## Extracted information
[Start]

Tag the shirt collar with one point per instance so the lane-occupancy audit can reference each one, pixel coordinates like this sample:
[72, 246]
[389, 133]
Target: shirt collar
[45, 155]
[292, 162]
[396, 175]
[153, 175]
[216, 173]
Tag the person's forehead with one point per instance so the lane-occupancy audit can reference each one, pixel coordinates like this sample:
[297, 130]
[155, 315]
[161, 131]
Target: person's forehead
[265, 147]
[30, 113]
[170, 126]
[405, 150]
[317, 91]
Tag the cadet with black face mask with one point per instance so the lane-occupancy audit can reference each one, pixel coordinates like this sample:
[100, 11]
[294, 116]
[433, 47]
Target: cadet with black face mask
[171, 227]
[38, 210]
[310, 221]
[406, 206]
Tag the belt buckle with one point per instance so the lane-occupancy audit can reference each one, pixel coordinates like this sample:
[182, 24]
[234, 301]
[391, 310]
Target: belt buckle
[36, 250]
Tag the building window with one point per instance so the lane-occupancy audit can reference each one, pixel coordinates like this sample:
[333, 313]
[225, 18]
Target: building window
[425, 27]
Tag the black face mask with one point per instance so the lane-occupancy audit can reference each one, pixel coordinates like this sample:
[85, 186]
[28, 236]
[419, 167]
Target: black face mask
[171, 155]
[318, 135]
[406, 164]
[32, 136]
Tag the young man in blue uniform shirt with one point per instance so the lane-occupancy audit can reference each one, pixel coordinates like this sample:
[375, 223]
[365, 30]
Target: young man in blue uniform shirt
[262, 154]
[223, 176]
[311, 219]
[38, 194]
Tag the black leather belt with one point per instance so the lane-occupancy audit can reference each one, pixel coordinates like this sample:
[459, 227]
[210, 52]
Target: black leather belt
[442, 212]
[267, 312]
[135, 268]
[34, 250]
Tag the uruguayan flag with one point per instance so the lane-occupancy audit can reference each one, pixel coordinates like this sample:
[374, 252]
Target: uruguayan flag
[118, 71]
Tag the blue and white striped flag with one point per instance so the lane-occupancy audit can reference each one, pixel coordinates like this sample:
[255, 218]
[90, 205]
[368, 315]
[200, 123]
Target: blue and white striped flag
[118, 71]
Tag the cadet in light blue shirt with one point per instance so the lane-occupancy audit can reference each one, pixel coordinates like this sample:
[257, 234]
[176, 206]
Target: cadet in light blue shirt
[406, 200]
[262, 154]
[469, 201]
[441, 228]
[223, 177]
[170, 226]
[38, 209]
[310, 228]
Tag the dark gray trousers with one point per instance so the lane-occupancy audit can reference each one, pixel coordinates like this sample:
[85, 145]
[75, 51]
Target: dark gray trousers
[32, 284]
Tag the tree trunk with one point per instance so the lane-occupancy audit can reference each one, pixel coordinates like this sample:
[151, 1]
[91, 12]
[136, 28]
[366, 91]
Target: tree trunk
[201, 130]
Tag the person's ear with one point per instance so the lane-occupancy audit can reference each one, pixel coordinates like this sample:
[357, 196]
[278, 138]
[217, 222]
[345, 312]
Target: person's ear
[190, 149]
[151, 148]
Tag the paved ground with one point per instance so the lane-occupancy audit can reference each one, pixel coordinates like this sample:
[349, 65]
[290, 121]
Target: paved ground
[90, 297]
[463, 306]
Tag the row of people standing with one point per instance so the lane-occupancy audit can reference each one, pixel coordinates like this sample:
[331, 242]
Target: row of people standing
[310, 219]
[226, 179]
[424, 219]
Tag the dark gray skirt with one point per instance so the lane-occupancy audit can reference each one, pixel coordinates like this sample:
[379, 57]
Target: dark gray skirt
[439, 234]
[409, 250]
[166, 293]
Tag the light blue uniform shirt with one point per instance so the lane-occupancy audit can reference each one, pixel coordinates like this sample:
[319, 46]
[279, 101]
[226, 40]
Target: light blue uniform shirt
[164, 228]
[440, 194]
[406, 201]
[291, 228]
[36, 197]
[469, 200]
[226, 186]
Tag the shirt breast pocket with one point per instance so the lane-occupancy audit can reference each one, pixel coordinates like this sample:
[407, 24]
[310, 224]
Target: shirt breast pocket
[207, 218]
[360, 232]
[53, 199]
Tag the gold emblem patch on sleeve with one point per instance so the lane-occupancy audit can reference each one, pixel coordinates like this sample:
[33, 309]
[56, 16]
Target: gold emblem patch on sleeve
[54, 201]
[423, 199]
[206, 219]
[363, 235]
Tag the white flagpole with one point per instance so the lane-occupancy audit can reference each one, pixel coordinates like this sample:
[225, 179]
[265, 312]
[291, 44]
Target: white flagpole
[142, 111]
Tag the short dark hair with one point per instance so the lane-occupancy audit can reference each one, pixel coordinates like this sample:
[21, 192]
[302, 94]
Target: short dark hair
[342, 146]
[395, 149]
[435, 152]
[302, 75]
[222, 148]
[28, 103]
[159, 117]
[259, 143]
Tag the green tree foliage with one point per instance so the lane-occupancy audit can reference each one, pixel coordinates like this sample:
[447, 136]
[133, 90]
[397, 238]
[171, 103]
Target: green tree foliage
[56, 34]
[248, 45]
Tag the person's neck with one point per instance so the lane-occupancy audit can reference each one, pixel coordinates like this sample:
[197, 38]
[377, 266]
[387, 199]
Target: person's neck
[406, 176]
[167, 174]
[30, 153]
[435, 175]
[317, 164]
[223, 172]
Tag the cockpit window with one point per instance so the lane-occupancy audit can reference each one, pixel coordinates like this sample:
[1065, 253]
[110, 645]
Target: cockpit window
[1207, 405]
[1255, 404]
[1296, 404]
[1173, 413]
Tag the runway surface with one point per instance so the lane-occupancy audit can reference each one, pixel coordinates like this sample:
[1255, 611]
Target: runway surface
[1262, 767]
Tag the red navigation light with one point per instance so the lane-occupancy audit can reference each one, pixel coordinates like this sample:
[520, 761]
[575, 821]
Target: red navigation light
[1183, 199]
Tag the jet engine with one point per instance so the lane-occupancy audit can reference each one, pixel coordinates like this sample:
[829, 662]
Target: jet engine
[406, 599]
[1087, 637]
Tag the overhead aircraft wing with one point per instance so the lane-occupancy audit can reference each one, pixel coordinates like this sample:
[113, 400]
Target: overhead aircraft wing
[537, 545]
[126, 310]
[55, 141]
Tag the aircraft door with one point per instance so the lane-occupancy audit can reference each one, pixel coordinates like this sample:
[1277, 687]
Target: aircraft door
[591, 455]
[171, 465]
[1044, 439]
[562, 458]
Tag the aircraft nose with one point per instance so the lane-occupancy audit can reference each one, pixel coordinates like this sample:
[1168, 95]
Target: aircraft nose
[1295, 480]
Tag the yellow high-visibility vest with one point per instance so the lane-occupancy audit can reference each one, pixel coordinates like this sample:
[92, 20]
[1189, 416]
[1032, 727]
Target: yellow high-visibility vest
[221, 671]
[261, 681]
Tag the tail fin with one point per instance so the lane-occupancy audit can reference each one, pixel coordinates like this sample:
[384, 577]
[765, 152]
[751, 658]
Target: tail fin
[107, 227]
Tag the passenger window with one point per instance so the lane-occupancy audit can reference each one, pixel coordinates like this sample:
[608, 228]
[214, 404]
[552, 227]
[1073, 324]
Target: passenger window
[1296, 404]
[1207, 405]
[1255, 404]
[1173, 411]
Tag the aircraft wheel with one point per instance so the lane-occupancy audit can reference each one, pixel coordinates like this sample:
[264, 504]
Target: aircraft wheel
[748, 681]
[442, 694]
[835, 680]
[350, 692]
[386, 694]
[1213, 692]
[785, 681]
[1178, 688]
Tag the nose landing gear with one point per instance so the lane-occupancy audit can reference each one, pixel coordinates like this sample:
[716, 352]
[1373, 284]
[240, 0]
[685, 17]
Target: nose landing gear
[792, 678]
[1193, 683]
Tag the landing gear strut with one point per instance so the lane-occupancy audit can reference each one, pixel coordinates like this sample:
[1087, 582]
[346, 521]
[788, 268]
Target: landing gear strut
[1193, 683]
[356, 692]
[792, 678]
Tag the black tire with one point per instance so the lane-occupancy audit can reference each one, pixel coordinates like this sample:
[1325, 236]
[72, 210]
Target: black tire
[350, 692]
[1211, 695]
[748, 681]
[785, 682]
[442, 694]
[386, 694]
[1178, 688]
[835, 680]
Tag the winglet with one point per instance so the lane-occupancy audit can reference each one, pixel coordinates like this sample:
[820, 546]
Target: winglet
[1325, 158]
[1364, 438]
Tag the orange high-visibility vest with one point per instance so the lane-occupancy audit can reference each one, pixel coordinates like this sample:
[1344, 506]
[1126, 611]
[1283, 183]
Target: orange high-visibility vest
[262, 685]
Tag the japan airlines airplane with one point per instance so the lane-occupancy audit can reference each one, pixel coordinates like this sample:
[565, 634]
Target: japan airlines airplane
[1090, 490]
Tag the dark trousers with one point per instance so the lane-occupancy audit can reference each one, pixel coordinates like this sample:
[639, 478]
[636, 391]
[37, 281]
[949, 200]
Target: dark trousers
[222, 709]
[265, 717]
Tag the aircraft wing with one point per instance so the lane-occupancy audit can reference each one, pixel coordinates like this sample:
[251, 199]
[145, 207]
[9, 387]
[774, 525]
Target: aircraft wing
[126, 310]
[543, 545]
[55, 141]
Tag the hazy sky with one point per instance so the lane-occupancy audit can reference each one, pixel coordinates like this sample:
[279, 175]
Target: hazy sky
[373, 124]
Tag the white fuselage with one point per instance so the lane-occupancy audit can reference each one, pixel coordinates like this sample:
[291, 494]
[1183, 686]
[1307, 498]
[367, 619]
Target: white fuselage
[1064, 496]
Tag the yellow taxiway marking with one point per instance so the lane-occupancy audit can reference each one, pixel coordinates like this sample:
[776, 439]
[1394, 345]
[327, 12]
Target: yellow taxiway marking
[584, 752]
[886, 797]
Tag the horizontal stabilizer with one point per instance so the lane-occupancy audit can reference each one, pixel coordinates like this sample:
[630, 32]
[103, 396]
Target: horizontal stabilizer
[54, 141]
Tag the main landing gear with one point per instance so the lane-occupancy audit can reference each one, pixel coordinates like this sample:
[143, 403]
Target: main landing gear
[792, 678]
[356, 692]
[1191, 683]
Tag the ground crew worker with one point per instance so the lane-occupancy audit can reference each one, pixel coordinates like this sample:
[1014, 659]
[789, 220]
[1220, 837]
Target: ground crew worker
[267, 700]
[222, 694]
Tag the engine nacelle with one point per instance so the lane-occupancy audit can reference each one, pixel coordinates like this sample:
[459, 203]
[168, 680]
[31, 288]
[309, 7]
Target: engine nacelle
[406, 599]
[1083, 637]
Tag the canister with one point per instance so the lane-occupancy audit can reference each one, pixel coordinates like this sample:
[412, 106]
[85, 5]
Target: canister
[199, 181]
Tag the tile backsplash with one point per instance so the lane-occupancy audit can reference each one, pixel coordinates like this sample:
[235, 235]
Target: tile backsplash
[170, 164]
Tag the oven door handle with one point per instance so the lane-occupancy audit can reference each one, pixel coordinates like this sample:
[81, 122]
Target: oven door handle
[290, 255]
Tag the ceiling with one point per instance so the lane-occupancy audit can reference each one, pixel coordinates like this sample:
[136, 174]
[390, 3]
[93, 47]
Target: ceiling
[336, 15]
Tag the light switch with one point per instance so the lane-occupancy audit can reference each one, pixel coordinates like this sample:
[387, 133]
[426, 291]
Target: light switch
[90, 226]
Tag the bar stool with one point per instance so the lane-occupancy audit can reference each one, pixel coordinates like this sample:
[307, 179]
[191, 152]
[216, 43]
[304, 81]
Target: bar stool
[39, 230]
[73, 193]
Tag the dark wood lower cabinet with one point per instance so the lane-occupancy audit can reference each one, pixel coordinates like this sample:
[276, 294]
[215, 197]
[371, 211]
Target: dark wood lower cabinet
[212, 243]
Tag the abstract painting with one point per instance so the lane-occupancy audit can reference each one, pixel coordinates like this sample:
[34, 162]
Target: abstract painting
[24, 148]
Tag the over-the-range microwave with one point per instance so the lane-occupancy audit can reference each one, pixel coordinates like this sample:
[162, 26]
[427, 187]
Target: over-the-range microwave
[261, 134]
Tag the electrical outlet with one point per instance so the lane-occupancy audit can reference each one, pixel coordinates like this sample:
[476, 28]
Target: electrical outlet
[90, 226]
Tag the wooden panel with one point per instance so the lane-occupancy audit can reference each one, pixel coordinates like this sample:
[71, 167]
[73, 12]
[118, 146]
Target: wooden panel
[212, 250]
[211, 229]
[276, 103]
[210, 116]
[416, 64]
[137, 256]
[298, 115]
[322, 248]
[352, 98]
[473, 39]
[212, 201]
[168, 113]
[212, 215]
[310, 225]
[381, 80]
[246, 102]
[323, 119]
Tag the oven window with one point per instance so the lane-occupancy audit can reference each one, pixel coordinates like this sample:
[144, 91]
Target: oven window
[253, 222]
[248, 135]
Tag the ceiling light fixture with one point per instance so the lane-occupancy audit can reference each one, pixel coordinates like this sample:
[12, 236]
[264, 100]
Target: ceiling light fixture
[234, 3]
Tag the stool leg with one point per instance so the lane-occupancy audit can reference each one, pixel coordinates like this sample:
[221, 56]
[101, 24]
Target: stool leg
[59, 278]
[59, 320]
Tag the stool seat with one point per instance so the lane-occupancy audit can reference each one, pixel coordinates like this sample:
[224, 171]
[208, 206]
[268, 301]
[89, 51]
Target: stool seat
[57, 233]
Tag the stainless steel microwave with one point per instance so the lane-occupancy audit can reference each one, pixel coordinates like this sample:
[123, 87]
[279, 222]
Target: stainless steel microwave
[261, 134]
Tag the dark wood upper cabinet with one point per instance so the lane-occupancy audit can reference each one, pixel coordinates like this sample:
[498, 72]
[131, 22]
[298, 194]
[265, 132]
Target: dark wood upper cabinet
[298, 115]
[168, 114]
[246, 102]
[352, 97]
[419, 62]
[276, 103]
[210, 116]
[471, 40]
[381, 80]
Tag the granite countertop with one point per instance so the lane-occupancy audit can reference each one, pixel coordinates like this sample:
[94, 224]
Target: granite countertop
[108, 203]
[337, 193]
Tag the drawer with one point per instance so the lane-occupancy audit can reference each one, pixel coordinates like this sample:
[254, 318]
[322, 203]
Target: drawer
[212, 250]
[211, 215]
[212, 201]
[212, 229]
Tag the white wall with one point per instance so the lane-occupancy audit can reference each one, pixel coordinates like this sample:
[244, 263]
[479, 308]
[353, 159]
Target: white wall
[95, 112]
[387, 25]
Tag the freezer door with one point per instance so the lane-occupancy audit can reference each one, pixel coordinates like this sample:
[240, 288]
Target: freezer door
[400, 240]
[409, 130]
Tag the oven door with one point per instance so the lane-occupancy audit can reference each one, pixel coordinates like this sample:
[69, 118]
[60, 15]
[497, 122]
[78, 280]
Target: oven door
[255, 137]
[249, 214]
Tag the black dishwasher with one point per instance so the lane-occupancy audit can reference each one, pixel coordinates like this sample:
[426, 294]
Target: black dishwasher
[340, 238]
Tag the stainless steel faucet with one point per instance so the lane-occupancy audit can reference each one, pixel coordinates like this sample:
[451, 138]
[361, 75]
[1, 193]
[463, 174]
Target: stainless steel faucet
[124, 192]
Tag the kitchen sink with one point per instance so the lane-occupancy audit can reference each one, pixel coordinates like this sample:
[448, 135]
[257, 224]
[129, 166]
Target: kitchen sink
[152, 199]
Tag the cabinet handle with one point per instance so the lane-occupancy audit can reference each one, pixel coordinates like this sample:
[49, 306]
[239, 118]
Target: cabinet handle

[End]

## Aim of the task
Please copy every line in the stretch from the line containing "Tag the overhead" through the line containing "[1295, 480]", adding -73 to each number in the answer point coordinates. Leave the sample coordinates unchanged.

## Solution to the problem
Tag the overhead aircraft wing with one point per instance so the lane-occupancy audit can reference each one, pixel coordinates like this sample:
[113, 400]
Target: overhead aircraft wing
[464, 472]
[53, 237]
[-18, 68]
Tag the aircraft door with one point per instance so the lane-occupancy audit can reference each one, pixel coordinates like this sample:
[1277, 687]
Target: aircraft door
[518, 382]
[98, 392]
[971, 366]
[489, 385]
Tag the aircraft nose with one point per instance so the lane-occupancy audit can reference each one, pixel coordinates like this sample:
[1168, 95]
Target: aircraft nose
[1222, 407]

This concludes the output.